**Instructions for the task:**
Duplicate the following items line for line, with no changes.

(Location labeling items)
-- begin --

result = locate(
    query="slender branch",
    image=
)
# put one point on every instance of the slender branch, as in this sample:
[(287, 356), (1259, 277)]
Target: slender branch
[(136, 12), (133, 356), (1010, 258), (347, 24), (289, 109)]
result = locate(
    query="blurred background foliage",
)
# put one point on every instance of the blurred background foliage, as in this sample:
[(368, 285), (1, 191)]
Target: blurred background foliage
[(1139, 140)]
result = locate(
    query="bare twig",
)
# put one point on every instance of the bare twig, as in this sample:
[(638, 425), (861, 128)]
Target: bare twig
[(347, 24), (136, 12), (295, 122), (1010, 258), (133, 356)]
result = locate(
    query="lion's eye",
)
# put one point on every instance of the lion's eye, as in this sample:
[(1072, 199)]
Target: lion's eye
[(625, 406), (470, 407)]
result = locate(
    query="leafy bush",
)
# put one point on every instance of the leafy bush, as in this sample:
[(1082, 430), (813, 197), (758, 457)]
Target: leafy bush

-- end --

**Finished exercise:**
result = locate(
    query="slender branch",
    image=
)
# put one point on every instance of the slender branch, as in this sample:
[(287, 356), (1259, 277)]
Target: slender branch
[(136, 12), (133, 356), (1010, 258), (347, 24), (289, 109)]
result = locate(
    query="blurred background foliage",
)
# put one point on every instance of the blurred background foliage, as in this sample:
[(368, 285), (1, 191)]
Target: blurred background foliage
[(1139, 140)]
result = locate(
    query="bare twig",
)
# put one point on every instance of the bare twig, as in this sample:
[(638, 425), (861, 128)]
Target: bare twig
[(347, 24), (136, 12), (295, 122), (1010, 258), (133, 356)]
result = locate(
    query="lion's eye",
)
# put one point on every instance of the lion's eye, as in this sample:
[(1072, 199)]
Target: lion's eye
[(625, 406), (470, 407)]
result = locate(
    query="leafy bush",
)
# put one point on every instance of the leafy bush, as in this sample:
[(1082, 430), (813, 197), (758, 457)]
Target: leafy bush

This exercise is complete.